→ **APPLY WHAT YOU READ**:
A - Can you quote everything in the entomologist profile from "I answer insect" down to "(Oregon) State University."?
B - Which publications does the entomologist profile name under Publications as ones the author wrote for?
C - Could you carry on the entomologist profile from where it stops?

I answer insect and spider identification questions ONLY. Attach images if possible. No "what bit me?", "what do I feed this bug in captivity?", or science fair project questions please. NO TECHNICAL QUESTIONS ABOUT INSECT PHYSIOLOGY.

Experience

Principal author, Kaufman Field Guide to Insects of North America. Professional entomologist employed previously at University of Massachusetts, Chase Studio, Inc., and Cincinnati Zoo; contract work for West Virginia Department of Natural Resources, Smithsonian Institution, and Portland (Oregon) State University.

Publications
Author, Kaufman Field Guide to Insects of North America, Missouri Conservationist magazine, Ranger Rick, Birds & Blooms, Timeline (journal of the Ohio Historical Society). I have contributed to several books as well.

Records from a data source
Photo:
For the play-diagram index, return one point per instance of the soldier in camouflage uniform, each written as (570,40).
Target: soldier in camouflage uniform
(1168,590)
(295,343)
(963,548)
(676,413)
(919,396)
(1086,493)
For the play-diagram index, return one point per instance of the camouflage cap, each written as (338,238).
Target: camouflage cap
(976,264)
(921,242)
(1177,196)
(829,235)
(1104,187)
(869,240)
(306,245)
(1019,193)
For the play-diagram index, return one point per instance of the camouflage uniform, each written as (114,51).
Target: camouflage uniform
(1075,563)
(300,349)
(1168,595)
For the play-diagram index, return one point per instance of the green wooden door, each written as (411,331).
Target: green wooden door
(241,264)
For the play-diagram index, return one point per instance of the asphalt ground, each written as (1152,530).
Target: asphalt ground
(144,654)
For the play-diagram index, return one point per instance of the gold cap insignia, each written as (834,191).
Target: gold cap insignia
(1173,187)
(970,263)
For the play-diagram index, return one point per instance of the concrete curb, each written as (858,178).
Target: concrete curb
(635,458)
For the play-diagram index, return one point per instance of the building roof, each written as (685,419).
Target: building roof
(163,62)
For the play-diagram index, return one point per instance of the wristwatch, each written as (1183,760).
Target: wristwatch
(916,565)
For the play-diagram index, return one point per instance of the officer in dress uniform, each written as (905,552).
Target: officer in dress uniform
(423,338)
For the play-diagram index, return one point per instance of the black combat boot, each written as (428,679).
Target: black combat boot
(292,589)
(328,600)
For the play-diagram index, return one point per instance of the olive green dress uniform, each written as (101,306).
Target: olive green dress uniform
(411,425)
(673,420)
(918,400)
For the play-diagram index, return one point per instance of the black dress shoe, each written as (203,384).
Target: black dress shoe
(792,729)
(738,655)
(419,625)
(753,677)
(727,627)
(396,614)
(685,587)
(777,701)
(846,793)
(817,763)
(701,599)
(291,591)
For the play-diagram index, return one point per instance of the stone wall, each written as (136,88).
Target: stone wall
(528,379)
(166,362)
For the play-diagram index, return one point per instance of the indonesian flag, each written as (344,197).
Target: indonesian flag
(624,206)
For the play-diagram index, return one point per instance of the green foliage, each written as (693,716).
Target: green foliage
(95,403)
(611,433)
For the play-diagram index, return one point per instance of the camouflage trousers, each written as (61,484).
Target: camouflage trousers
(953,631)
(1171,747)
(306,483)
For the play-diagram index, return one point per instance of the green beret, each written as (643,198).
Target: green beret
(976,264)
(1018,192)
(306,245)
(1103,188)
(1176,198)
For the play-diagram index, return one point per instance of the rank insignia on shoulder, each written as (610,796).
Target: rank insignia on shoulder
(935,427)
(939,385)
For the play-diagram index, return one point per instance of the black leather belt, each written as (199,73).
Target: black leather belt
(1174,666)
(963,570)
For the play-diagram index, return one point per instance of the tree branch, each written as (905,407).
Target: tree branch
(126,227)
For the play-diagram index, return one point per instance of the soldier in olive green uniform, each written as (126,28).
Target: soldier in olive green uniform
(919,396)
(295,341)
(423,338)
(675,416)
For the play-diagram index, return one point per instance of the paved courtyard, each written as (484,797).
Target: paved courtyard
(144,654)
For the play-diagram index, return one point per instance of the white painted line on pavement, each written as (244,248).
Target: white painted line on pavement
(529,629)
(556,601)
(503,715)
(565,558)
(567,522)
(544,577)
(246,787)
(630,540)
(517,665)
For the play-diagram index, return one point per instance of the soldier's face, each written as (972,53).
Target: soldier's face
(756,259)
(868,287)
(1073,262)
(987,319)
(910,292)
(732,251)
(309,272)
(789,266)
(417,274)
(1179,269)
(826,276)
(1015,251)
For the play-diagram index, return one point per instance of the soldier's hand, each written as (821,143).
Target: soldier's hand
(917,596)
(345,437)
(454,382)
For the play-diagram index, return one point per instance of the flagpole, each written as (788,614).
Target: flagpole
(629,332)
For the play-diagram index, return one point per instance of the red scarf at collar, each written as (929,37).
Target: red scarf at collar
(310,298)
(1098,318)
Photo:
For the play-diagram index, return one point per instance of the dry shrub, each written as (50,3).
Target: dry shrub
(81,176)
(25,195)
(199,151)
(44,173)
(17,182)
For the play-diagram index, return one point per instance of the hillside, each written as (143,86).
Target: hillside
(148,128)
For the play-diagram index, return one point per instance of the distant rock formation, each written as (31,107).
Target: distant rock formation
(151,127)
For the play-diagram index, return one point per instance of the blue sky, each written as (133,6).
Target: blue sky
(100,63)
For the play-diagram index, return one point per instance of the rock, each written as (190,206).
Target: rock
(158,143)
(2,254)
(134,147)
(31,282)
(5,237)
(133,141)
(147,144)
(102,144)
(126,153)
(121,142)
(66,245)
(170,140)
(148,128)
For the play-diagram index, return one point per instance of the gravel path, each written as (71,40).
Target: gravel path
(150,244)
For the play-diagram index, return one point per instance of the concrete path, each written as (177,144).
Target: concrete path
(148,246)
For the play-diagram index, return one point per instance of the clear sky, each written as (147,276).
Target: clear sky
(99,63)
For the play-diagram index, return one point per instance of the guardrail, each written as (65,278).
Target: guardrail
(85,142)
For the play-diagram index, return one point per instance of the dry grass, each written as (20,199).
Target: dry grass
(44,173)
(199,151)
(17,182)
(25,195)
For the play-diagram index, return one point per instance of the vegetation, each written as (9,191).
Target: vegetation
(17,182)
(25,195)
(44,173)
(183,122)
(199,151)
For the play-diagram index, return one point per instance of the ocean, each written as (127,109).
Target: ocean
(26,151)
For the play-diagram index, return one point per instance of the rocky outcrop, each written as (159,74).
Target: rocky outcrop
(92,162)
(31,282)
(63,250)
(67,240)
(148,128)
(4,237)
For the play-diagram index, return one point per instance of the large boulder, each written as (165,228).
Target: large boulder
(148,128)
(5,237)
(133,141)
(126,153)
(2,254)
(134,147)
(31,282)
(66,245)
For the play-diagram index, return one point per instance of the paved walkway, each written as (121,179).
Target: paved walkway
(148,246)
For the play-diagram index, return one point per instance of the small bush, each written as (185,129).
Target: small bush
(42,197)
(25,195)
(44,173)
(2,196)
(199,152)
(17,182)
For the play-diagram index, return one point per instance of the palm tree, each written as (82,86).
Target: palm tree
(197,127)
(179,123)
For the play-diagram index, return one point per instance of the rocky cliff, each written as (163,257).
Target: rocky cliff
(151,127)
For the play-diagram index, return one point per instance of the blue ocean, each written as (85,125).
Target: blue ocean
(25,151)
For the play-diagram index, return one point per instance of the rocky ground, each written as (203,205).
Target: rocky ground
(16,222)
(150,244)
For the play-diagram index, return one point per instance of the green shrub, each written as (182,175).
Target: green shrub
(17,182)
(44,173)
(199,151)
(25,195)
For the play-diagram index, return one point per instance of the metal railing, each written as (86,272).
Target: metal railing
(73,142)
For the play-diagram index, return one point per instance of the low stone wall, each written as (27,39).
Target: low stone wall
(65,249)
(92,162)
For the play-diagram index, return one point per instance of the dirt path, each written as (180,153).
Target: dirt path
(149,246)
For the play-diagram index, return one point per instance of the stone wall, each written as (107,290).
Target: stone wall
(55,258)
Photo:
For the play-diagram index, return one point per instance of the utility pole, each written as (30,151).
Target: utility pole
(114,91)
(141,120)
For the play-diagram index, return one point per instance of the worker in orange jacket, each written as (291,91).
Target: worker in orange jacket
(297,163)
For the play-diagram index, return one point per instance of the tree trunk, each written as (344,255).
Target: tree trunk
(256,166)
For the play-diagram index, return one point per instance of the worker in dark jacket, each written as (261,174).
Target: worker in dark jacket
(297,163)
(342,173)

→ **RESPONSES IN ORDER**:
A -
I answer insect and spider identification questions ONLY. Attach images if possible. No "what bit me?", "what do I feed this bug in captivity?", or science fair project questions please. NO TECHNICAL QUESTIONS ABOUT INSECT PHYSIOLOGY.

Experience

Principal author, Kaufman Field Guide to Insects of North America. Professional entomologist employed previously at University of Massachusetts, Chase Studio, Inc., and Cincinnati Zoo; contract work for West Virginia Department of Natural Resources, Smithsonian Institution, and Portland (Oregon) State University.

B -
Kaufman Field Guide to Insects of North America
Missouri Conservationist magazine
Ranger Rick
Birds & Blooms
Timeline (journal of the Ohio Historical Society)

C -
Education/Credentials
Oregon State University, undergraduate major in entomology, did not receive degree.

Awards and Honors
One of the top 50 experts in all categories for AllExperts.com, 2009.

Past/Present Clients
Principal author of the Kaufman Field Guide to Insects of North America, Smithsonian Institution (contract), Cincinnati Zoo (employer), Portland State University (contract), Chase Studio, Inc (employer), Arkansas Museum of Discovery (guest speaker). Currently seeking speaking engagements, leadership roles at nature festivals, workshops, and ecotours.